▶ _Aim_
Reproduce all of the data below verbatim, keeping every line and character unchanged.

▶ _Material for the task_
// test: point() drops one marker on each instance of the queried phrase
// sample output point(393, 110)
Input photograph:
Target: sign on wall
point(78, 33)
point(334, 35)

▶ _Output for this task_
// test: point() drops one marker on each instance of the queried phrase
// sample output point(393, 110)
Input photograph:
Target: sign on wall
point(78, 33)
point(334, 35)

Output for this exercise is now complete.